| YOUR OBJECTIVE |
Somewhere below are a line with "of the shrub" and a later line with "Query: shrub". Output exactly those lines and all lines between them.

☆ ☆ ☆ ☆

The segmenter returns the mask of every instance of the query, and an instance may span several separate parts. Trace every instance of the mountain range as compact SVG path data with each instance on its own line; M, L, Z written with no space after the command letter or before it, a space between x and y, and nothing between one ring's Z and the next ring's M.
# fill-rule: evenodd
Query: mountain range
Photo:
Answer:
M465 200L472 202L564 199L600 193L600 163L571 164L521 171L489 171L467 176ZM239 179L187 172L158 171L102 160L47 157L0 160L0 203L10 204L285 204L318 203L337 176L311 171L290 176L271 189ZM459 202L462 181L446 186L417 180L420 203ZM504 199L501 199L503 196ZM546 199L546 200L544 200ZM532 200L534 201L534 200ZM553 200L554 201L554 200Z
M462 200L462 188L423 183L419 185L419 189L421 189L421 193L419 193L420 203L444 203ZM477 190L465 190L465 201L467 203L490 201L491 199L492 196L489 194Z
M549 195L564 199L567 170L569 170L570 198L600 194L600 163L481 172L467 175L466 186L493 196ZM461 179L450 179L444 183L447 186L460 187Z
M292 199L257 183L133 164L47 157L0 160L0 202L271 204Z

☆ ☆ ☆ ☆

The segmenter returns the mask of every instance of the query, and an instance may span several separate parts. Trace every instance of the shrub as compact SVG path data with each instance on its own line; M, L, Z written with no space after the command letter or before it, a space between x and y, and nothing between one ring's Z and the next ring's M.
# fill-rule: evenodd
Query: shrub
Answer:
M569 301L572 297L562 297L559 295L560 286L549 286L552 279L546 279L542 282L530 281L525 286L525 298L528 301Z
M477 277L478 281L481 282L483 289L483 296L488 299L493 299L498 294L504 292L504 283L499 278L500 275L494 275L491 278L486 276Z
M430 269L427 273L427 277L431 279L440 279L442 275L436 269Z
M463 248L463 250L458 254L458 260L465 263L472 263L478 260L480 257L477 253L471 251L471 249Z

☆ ☆ ☆ ☆

| RESULT OF THIS TASK |
The segmenter returns the mask of every instance of the query, and an instance may span several separate parts. Trace every instance of the shrub as compact SVG path data with each instance on its own line; M, L, Z written with no space after the command letter or before it, a space between x and y, and nothing between one ring's Z and the next ring's M.
# fill-rule: evenodd
Query: shrub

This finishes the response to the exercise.